### Natural language region descriptions
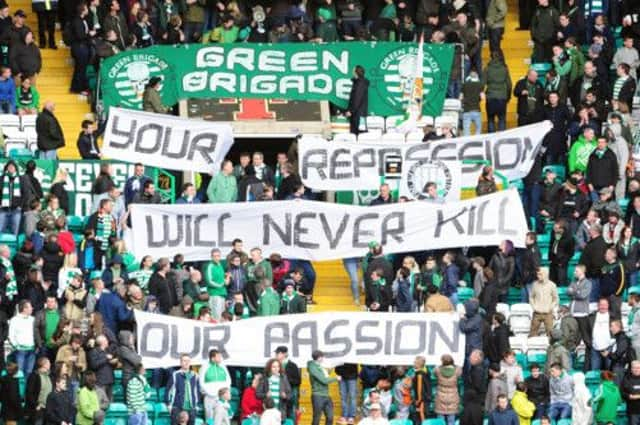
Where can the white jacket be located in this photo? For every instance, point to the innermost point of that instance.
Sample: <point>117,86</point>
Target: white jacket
<point>210,389</point>
<point>21,332</point>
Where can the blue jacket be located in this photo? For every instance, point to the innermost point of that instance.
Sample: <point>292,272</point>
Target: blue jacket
<point>113,310</point>
<point>471,326</point>
<point>451,277</point>
<point>503,417</point>
<point>8,93</point>
<point>176,390</point>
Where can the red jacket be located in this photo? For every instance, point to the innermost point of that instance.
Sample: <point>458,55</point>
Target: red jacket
<point>250,403</point>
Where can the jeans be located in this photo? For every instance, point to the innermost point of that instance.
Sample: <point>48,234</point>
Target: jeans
<point>138,418</point>
<point>322,404</point>
<point>26,360</point>
<point>10,218</point>
<point>471,117</point>
<point>351,266</point>
<point>51,154</point>
<point>496,109</point>
<point>448,419</point>
<point>559,410</point>
<point>348,389</point>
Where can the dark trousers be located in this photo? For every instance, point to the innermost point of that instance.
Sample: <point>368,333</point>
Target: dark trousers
<point>542,51</point>
<point>558,274</point>
<point>472,414</point>
<point>80,53</point>
<point>47,23</point>
<point>322,405</point>
<point>495,37</point>
<point>496,109</point>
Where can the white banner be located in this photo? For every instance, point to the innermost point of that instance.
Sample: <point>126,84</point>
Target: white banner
<point>344,337</point>
<point>166,141</point>
<point>324,231</point>
<point>360,166</point>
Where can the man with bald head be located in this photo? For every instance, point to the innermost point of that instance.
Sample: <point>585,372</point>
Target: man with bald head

### Instructions for the task
Which lines of the records above contain the word "head"? Report each one.

### Solution for this exercise
Where can the man with bald head be located in this photo? For every instance, point to the innermost point of that instance.
Target: man with bald head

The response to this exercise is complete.